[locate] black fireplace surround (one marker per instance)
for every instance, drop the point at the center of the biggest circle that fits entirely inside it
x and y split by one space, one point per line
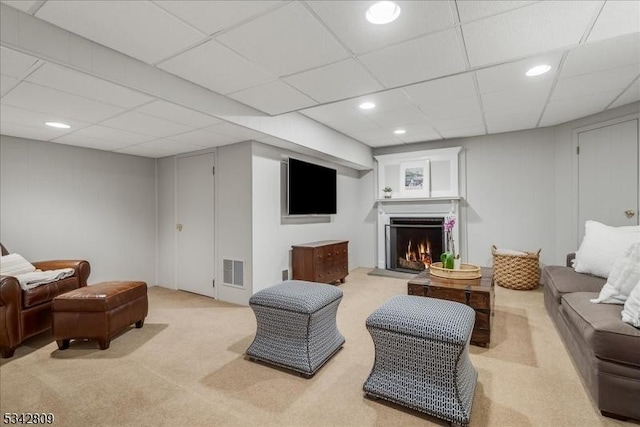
414 243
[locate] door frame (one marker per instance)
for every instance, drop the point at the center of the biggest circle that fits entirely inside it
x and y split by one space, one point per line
213 151
575 160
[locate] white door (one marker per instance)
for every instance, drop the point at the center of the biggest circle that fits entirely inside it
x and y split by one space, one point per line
195 267
608 187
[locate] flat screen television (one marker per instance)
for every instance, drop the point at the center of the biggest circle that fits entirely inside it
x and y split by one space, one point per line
311 189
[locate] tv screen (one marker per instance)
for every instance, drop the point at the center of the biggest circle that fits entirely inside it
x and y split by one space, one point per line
311 189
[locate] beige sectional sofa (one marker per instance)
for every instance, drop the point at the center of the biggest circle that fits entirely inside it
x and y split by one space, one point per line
604 349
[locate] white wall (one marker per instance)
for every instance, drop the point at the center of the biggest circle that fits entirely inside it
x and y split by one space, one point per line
166 178
59 201
274 234
566 187
520 188
233 210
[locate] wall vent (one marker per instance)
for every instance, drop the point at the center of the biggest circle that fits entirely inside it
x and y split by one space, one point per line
233 272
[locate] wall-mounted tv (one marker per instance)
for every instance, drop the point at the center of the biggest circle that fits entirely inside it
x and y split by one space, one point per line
311 189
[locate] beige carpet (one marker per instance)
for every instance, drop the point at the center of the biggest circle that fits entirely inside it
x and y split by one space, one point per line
186 367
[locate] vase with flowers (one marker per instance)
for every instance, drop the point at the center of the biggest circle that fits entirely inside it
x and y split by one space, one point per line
449 256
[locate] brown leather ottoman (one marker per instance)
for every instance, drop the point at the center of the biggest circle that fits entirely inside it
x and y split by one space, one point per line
99 311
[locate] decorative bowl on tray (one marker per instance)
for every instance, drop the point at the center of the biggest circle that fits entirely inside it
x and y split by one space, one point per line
466 271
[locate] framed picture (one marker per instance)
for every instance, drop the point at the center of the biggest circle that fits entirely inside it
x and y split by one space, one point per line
414 179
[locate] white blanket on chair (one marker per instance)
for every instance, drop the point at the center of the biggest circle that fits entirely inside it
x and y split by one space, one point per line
39 277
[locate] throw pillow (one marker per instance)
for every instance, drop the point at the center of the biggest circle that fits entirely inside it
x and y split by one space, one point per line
625 274
13 264
631 310
602 246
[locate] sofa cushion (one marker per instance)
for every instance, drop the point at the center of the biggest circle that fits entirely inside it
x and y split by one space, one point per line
561 280
45 293
602 328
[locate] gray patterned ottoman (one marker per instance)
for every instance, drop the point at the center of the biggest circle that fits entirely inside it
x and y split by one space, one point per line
422 356
296 325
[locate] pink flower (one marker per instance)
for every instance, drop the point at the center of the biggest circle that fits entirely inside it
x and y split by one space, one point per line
449 224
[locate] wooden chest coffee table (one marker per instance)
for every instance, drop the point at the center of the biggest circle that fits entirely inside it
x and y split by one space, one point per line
476 293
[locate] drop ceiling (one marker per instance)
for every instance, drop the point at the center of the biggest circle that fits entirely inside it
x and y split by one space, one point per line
442 70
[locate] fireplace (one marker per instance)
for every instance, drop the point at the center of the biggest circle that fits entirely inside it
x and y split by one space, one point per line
414 243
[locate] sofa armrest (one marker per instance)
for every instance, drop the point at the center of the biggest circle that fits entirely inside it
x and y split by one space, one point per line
570 258
10 306
82 268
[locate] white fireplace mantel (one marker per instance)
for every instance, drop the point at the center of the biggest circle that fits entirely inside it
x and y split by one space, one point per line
433 207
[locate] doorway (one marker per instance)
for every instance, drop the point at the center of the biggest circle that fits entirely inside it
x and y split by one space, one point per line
608 187
195 266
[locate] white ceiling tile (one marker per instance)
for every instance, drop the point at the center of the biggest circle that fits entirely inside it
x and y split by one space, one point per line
386 141
7 83
527 31
89 142
104 133
618 17
285 41
159 148
511 76
133 121
450 109
632 94
213 16
418 132
239 132
205 138
470 10
81 84
458 122
136 28
603 81
560 111
15 64
603 55
42 99
441 90
273 98
507 120
23 5
178 114
38 133
202 65
333 112
336 81
463 131
18 116
398 118
420 59
347 20
525 98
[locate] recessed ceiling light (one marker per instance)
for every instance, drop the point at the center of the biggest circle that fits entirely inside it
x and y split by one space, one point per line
58 125
537 70
383 12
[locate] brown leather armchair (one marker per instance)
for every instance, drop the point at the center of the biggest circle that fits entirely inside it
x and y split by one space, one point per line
24 314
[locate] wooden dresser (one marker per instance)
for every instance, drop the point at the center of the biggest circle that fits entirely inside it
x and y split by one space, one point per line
476 293
326 261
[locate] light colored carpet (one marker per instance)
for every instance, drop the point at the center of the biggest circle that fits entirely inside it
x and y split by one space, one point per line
186 367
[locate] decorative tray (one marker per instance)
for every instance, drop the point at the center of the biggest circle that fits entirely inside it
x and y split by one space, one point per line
466 271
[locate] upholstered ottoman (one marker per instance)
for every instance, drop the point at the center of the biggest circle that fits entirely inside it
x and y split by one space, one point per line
99 312
422 359
296 325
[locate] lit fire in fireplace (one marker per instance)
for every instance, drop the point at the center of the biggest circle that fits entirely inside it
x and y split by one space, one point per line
420 256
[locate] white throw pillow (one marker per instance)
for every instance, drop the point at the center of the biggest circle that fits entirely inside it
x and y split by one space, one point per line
631 310
602 246
625 274
13 264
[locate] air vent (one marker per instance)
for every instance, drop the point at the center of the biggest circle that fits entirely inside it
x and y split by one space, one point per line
233 272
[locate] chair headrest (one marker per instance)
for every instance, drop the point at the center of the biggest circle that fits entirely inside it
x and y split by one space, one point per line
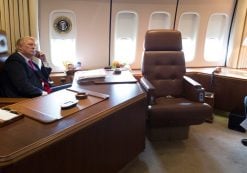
163 40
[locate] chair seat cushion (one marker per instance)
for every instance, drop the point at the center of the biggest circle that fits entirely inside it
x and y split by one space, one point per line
171 111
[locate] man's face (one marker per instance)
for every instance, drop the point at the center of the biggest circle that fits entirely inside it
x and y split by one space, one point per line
27 48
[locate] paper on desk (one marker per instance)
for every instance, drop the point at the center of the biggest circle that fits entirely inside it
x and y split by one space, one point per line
91 74
6 115
244 124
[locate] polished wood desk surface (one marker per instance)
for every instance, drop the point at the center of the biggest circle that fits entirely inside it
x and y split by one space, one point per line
25 136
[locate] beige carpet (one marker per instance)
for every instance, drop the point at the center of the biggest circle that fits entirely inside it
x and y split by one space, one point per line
211 148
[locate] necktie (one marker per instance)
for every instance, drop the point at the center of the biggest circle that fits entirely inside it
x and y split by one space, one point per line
45 84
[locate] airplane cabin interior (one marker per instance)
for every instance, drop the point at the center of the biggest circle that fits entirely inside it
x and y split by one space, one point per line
143 79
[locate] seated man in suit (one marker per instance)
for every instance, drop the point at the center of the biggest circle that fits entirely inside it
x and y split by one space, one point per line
22 77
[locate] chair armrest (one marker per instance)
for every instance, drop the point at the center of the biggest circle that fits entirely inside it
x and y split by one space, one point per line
193 90
149 88
4 101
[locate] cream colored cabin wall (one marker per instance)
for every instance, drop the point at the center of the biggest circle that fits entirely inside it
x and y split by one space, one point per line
204 8
92 19
239 32
144 9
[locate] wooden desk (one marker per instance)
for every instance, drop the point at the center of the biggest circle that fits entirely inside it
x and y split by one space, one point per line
101 138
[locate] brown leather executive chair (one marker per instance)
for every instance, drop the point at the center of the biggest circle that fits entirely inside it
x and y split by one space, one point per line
175 101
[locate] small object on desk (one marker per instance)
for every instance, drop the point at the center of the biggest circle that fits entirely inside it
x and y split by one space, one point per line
80 96
108 68
69 104
7 116
117 71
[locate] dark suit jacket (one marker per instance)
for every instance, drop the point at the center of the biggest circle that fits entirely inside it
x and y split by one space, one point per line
19 80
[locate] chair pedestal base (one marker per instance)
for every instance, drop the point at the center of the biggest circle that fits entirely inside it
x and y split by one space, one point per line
168 133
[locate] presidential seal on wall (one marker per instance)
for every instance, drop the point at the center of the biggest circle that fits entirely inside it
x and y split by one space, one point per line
62 24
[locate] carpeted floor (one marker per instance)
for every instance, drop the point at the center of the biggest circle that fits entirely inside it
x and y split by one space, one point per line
210 148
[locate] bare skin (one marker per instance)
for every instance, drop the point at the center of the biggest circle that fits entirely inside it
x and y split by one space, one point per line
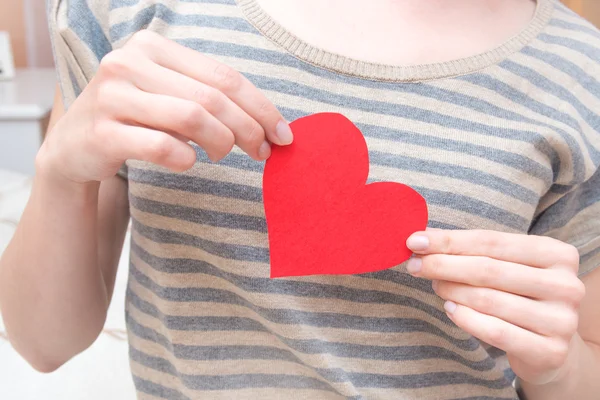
56 276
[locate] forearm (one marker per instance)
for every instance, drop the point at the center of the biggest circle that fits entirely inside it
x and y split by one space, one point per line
580 382
52 293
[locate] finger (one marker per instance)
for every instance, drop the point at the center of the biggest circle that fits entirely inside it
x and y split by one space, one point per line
249 134
215 74
501 275
139 143
544 318
535 251
171 114
541 351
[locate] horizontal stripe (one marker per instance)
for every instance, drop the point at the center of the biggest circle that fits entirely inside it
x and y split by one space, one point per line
589 262
435 197
590 51
235 252
302 289
286 303
85 25
114 4
576 27
197 200
570 69
124 14
157 390
227 236
144 17
386 280
559 214
407 112
229 382
237 339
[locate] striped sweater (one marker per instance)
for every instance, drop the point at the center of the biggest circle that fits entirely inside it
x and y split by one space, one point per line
508 140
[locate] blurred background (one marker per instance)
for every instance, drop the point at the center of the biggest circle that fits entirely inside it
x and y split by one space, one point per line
26 96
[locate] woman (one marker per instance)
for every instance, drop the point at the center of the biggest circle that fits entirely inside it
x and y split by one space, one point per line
486 108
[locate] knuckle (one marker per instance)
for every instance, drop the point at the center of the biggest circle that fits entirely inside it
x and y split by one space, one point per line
432 264
555 354
568 288
576 291
160 148
103 136
568 323
570 256
227 79
490 240
209 97
255 133
143 39
190 118
483 301
106 92
446 243
223 147
498 337
268 111
490 272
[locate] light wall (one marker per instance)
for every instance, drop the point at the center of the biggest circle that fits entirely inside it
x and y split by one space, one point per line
12 19
26 23
25 20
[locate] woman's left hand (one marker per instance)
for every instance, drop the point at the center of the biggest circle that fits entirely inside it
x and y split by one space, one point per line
518 293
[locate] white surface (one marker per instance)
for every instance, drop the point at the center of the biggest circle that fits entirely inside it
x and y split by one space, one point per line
25 102
29 95
7 65
19 144
101 372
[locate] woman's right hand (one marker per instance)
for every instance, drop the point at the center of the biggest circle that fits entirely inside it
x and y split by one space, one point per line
147 101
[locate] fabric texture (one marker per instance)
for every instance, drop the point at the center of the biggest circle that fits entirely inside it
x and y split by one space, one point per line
508 140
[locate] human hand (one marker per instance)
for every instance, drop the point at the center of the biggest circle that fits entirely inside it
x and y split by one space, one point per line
147 101
516 292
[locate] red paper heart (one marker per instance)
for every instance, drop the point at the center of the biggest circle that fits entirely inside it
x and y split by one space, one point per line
322 217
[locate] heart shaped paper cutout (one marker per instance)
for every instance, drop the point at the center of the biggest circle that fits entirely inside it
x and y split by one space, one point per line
322 217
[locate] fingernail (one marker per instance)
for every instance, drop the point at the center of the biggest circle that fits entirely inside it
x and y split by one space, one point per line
284 133
414 265
418 243
450 307
264 151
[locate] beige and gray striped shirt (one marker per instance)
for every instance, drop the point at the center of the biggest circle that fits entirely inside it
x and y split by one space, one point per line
507 140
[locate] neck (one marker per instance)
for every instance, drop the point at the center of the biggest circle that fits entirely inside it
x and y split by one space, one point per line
402 32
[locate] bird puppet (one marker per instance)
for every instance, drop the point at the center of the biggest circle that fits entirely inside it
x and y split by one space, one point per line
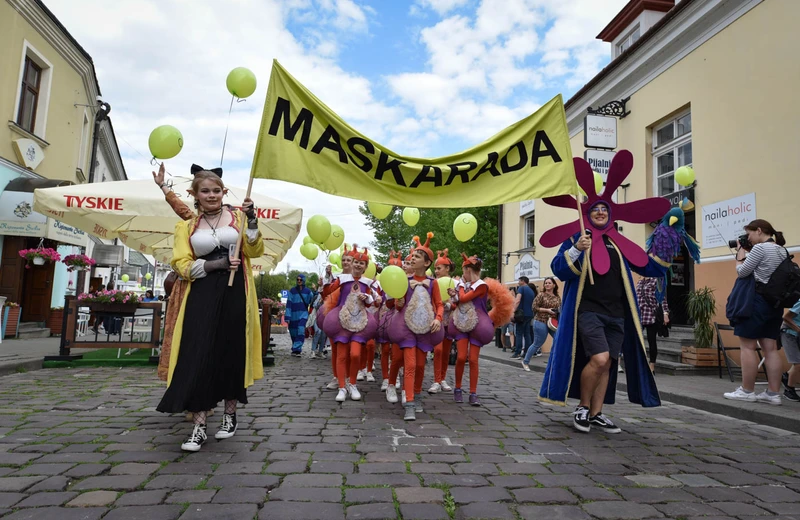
670 234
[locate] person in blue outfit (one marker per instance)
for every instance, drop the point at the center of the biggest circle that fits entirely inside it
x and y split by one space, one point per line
598 322
297 304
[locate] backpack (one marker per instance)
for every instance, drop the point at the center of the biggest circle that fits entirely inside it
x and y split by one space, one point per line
783 289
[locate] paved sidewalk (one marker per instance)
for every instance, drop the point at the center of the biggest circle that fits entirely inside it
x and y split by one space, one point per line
87 443
700 392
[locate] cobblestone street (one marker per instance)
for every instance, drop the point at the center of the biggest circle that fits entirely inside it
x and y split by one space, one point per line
87 444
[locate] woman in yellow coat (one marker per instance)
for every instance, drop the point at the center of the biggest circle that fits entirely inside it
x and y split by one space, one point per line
216 343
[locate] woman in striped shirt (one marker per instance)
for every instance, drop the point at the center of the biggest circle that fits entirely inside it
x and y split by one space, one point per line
764 324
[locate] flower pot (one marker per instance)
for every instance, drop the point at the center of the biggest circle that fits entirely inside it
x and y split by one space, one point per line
116 309
55 321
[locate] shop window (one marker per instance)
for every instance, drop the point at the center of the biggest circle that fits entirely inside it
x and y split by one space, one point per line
530 235
672 148
629 40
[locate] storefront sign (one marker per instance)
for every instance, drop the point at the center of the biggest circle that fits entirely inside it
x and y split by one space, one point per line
526 206
723 221
527 266
600 161
18 218
600 132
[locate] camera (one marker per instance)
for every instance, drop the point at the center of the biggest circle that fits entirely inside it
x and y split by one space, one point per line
742 241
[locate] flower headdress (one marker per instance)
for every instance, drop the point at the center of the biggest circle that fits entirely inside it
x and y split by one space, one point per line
637 212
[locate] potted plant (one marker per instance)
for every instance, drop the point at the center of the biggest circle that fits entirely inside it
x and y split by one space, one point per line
11 319
700 308
55 320
118 303
78 262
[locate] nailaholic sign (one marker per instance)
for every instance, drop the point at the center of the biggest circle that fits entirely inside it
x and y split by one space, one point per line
724 221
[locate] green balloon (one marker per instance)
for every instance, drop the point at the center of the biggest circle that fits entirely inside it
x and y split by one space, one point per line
394 281
465 227
165 142
241 82
319 228
336 238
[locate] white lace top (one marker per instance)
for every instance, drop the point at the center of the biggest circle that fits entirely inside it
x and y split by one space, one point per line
205 240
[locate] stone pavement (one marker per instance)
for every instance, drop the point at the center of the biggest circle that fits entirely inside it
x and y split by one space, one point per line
87 444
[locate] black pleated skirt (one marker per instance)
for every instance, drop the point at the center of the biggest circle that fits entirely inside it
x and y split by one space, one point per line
212 357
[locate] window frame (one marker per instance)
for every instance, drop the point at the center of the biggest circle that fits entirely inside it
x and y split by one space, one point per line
673 145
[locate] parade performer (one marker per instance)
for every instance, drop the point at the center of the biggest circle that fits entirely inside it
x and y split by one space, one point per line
348 323
473 326
441 352
599 320
297 304
327 291
217 331
417 328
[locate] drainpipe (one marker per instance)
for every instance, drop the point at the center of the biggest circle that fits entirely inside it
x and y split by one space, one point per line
102 114
500 243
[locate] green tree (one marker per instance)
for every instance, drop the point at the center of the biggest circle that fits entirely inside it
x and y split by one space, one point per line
393 233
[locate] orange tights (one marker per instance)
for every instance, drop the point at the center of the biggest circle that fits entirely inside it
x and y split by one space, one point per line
369 357
474 352
441 358
348 359
386 352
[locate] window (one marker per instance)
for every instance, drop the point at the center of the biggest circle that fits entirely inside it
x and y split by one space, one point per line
672 148
530 236
629 40
29 95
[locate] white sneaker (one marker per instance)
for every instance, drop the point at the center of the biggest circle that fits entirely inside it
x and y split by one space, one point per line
740 395
391 394
765 398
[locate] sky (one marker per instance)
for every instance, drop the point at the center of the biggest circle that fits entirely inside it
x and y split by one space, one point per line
424 77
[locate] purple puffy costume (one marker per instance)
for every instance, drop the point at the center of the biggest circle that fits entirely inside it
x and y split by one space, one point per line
353 311
418 312
473 317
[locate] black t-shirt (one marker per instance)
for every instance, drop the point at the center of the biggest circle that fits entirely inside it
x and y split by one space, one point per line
607 295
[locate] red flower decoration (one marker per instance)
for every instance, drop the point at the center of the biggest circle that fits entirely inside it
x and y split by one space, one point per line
636 212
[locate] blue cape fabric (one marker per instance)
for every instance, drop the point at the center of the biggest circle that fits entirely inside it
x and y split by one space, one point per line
567 358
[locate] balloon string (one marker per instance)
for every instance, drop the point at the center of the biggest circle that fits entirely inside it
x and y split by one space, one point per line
225 140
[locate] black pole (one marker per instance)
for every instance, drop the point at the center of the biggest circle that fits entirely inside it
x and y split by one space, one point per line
102 113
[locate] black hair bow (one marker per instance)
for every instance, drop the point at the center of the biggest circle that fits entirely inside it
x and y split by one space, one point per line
196 168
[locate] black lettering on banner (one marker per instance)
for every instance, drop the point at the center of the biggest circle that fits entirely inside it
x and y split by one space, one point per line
425 176
282 113
330 139
459 170
384 165
490 166
366 164
540 140
523 158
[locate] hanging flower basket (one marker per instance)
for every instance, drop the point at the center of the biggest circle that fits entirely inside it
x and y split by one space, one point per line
78 262
39 256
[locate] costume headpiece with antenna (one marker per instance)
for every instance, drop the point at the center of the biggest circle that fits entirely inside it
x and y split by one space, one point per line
426 247
443 259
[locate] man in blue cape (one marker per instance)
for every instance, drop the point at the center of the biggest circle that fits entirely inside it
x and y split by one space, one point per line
600 320
300 297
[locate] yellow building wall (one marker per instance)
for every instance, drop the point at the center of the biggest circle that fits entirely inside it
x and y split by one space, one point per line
64 119
740 86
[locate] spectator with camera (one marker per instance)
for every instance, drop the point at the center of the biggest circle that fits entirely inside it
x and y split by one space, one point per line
759 253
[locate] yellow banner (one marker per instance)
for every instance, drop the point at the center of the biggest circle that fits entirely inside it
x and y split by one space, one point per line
303 141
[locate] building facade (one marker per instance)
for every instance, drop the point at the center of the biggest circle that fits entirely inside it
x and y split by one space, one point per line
51 100
707 84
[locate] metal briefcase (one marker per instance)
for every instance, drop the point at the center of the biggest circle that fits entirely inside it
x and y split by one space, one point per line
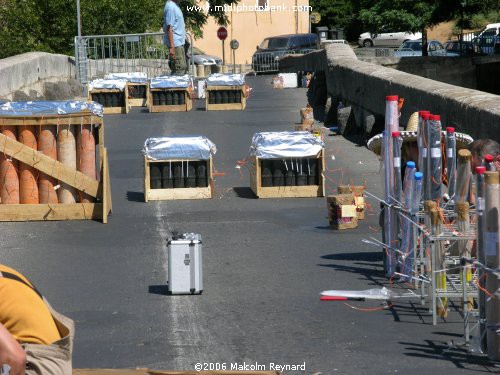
185 274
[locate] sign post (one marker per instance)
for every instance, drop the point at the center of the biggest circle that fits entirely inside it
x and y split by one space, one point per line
222 35
314 18
234 44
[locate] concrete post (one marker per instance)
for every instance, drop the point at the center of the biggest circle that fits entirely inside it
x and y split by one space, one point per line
492 254
200 71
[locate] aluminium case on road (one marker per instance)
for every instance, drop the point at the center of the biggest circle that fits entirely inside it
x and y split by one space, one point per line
185 264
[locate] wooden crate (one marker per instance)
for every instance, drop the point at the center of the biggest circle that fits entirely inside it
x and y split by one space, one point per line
187 106
176 193
285 191
342 211
99 189
225 106
359 198
137 102
111 110
306 116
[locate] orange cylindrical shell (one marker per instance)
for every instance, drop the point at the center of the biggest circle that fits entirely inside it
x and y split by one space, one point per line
48 146
66 154
28 187
85 155
9 180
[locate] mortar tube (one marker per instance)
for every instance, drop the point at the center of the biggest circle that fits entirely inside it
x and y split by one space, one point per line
407 242
435 164
451 161
424 152
489 163
464 174
480 252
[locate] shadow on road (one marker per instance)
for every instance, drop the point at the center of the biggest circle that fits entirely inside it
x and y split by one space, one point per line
162 290
449 352
375 256
135 196
244 192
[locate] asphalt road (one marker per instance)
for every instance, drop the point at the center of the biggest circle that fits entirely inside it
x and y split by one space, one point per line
265 262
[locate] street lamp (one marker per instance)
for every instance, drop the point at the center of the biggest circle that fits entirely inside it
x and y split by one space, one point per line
463 3
79 23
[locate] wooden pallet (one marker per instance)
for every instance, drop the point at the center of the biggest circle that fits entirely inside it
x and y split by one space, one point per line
187 106
342 211
225 106
176 193
285 191
111 110
137 102
99 189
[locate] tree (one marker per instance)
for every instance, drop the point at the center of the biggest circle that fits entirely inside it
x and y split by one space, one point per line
413 16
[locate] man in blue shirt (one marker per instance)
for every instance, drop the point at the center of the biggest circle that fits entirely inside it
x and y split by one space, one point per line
175 35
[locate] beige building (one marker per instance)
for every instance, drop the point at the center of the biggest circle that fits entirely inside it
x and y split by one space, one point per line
250 21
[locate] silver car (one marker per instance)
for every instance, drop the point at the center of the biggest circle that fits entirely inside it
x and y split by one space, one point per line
387 39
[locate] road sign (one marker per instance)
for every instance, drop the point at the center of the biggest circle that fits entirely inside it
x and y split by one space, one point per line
315 17
222 33
234 44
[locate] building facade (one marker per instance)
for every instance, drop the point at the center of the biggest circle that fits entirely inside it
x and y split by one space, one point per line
250 21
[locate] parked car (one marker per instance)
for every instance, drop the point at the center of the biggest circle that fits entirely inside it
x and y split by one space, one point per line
201 58
414 48
457 48
266 57
485 42
387 39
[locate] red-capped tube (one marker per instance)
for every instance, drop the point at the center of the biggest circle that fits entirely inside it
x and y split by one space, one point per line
488 158
9 180
28 187
85 151
48 146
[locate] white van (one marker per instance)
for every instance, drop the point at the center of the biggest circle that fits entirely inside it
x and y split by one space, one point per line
485 41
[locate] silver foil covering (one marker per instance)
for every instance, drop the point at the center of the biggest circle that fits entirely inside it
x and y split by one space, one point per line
134 77
226 80
171 82
34 108
276 145
179 147
118 84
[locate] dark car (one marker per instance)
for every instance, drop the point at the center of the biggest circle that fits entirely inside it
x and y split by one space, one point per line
457 48
272 49
414 48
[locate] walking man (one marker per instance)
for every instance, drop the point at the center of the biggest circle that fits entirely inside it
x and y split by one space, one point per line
175 35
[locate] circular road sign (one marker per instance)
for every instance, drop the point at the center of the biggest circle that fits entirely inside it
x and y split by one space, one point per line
315 17
222 33
234 44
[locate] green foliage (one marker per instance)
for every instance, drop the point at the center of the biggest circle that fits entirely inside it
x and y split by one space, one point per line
375 16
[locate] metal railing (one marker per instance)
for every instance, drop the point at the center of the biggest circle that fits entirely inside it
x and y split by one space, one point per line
264 62
98 55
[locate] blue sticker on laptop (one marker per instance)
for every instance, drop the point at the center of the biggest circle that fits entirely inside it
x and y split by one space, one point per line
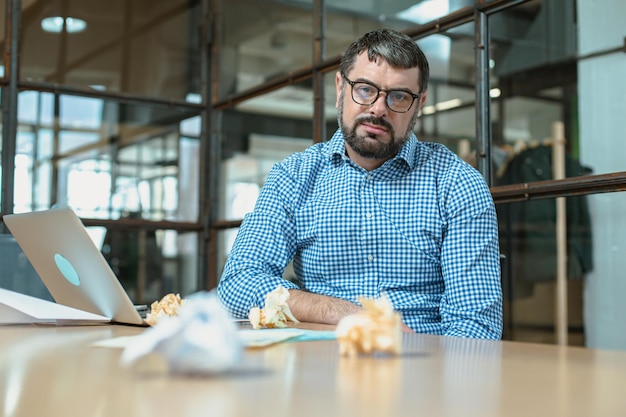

• • • • •

:: Directions for this task ::
Count the lines of the items above that contain the word "blue" and state only that number.

:: Right answer ::
5